Identify each line in the material below that contains the word "hillside", and copy every such line in full.

+++++

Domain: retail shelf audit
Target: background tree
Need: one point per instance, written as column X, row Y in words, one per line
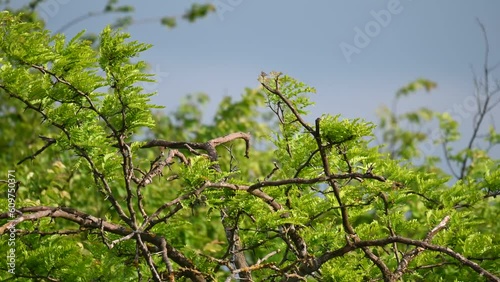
column 316, row 201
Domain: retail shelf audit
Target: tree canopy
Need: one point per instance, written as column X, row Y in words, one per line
column 102, row 186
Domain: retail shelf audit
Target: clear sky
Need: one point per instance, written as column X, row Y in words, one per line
column 225, row 52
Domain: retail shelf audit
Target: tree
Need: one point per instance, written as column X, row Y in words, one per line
column 106, row 189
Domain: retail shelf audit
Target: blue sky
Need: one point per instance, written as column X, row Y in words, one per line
column 225, row 52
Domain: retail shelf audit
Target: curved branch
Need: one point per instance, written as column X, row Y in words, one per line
column 92, row 222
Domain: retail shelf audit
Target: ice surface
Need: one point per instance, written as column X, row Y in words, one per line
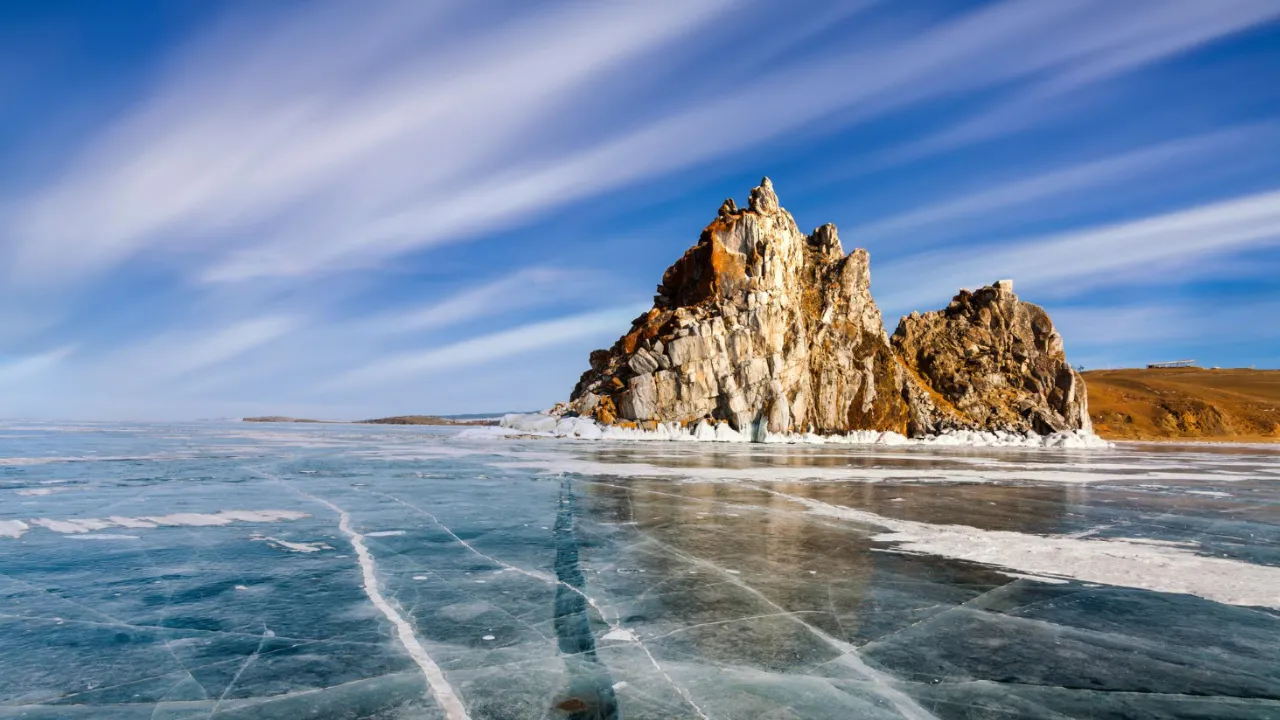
column 585, row 428
column 325, row 572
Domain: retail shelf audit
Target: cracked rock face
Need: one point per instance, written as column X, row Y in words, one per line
column 997, row 360
column 768, row 328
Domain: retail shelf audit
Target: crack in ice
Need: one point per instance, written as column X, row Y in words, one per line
column 440, row 689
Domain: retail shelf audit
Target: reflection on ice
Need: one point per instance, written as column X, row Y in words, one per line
column 403, row 573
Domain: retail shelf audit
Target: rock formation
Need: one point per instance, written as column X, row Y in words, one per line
column 996, row 360
column 767, row 328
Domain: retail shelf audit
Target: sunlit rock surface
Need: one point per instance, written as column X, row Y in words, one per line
column 362, row 572
column 768, row 329
column 997, row 360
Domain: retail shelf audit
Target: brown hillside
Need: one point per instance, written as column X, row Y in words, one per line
column 1185, row 404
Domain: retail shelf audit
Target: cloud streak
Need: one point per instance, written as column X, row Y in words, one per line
column 489, row 347
column 1073, row 263
column 327, row 171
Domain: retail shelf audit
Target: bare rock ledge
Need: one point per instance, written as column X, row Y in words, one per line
column 771, row 329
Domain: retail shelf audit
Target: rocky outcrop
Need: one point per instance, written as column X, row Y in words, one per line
column 996, row 360
column 771, row 329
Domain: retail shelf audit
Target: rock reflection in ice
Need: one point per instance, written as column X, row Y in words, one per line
column 373, row 572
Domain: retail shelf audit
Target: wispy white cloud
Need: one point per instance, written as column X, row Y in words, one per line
column 163, row 358
column 1129, row 333
column 24, row 368
column 1146, row 251
column 330, row 169
column 525, row 288
column 1129, row 37
column 1150, row 163
column 489, row 347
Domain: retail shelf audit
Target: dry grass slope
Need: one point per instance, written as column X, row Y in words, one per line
column 1230, row 405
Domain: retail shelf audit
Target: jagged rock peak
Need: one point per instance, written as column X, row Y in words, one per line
column 766, row 328
column 763, row 199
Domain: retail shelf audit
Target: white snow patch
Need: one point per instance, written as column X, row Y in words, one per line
column 131, row 522
column 13, row 528
column 1037, row 578
column 81, row 525
column 1118, row 561
column 585, row 428
column 295, row 546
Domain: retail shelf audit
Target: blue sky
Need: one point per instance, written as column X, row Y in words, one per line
column 357, row 209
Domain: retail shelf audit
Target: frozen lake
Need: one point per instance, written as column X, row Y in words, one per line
column 342, row 572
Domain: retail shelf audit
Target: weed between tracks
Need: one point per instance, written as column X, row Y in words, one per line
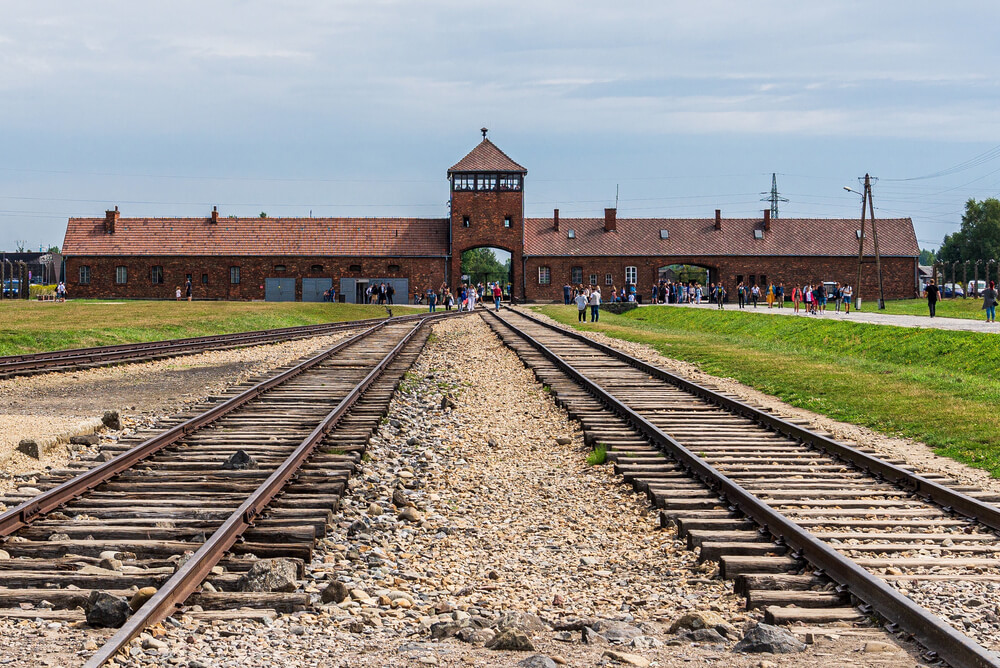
column 598, row 455
column 936, row 386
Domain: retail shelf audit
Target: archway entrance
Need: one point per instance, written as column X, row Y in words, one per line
column 685, row 273
column 487, row 265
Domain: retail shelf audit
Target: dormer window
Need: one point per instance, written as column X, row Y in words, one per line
column 510, row 182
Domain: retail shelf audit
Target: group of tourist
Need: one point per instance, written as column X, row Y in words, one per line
column 467, row 298
column 381, row 294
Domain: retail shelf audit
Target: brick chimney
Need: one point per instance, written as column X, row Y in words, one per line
column 110, row 218
column 610, row 220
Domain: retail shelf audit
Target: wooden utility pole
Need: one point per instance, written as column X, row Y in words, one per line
column 868, row 208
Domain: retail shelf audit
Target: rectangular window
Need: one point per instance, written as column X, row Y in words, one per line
column 510, row 182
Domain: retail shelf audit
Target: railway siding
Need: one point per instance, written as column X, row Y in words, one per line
column 891, row 528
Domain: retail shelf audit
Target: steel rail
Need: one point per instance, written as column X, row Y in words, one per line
column 929, row 630
column 950, row 500
column 13, row 364
column 21, row 515
column 194, row 571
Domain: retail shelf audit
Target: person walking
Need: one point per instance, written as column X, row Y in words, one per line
column 595, row 305
column 990, row 302
column 932, row 293
column 497, row 295
column 581, row 307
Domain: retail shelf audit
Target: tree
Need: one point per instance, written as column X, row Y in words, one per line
column 481, row 264
column 979, row 238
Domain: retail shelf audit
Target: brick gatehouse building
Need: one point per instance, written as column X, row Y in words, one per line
column 299, row 258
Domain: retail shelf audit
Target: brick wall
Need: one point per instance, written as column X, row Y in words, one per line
column 422, row 272
column 486, row 212
column 898, row 274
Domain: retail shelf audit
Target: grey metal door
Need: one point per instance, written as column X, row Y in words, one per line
column 313, row 288
column 279, row 289
column 347, row 290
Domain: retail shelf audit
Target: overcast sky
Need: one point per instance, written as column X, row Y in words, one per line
column 358, row 108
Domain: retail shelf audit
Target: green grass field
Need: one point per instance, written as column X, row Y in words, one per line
column 939, row 387
column 27, row 327
column 970, row 308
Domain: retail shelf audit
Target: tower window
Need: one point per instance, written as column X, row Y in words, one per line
column 510, row 182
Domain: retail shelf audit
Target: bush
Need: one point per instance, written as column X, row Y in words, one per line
column 598, row 455
column 35, row 290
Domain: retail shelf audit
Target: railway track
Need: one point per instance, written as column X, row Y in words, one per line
column 811, row 530
column 85, row 358
column 256, row 474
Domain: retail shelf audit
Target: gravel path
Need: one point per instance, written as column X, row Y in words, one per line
column 49, row 408
column 870, row 317
column 915, row 453
column 505, row 523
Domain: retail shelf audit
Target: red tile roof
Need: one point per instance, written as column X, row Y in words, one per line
column 486, row 157
column 697, row 236
column 389, row 237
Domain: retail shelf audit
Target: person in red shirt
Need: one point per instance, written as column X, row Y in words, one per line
column 497, row 294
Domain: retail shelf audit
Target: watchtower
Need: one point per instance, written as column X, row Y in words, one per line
column 487, row 208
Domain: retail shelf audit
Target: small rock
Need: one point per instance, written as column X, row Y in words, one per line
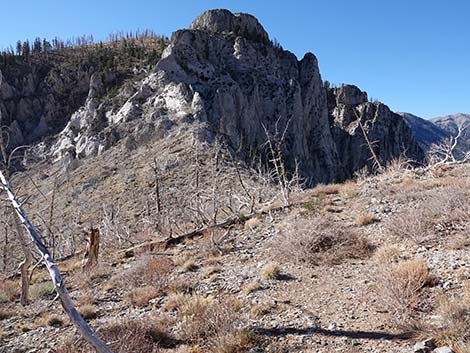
column 333, row 326
column 424, row 346
column 444, row 349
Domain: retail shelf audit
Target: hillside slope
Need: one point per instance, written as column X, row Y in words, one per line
column 222, row 73
column 425, row 131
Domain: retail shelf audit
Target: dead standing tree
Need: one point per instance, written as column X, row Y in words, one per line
column 448, row 152
column 6, row 161
column 83, row 328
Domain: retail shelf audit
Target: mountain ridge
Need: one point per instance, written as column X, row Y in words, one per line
column 222, row 72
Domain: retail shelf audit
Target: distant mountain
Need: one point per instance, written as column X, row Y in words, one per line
column 450, row 124
column 223, row 76
column 425, row 131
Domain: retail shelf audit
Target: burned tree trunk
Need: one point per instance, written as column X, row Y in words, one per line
column 83, row 328
column 90, row 259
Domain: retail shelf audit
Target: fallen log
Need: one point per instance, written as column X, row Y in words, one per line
column 172, row 241
column 81, row 325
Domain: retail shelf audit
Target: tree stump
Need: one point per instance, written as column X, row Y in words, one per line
column 90, row 258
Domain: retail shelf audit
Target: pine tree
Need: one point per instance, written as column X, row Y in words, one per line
column 19, row 46
column 37, row 45
column 26, row 51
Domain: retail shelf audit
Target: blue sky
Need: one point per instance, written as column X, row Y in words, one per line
column 412, row 55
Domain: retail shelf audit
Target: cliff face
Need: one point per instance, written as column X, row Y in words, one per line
column 353, row 117
column 425, row 131
column 224, row 76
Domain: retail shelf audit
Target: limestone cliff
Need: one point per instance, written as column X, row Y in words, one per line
column 224, row 76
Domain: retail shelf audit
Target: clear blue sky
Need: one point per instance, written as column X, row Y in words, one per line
column 413, row 55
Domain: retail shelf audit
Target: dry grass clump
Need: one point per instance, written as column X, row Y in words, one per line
column 262, row 309
column 147, row 271
column 366, row 219
column 349, row 190
column 272, row 270
column 233, row 342
column 400, row 289
column 440, row 213
column 39, row 290
column 88, row 311
column 140, row 297
column 189, row 266
column 49, row 320
column 251, row 287
column 211, row 323
column 317, row 241
column 128, row 336
column 387, row 254
column 451, row 326
column 329, row 189
column 252, row 224
column 5, row 313
column 85, row 278
column 8, row 291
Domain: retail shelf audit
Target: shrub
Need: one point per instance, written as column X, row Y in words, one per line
column 206, row 321
column 127, row 336
column 148, row 271
column 5, row 313
column 262, row 309
column 440, row 212
column 399, row 288
column 8, row 291
column 49, row 320
column 88, row 311
column 39, row 290
column 366, row 219
column 271, row 270
column 140, row 297
column 251, row 287
column 387, row 254
column 317, row 240
column 330, row 189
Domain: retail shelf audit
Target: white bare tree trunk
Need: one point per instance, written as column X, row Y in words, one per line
column 83, row 328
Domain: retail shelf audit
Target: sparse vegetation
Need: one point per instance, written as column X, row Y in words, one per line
column 317, row 241
column 366, row 219
column 272, row 270
column 43, row 289
column 400, row 289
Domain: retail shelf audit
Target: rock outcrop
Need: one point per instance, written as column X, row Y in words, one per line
column 224, row 76
column 353, row 117
column 425, row 131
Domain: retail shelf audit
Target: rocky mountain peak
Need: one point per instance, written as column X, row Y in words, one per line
column 225, row 22
column 350, row 95
column 223, row 78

+++++

- **WRITTEN REPLY**
Target: brown hillside
Target: hillside slope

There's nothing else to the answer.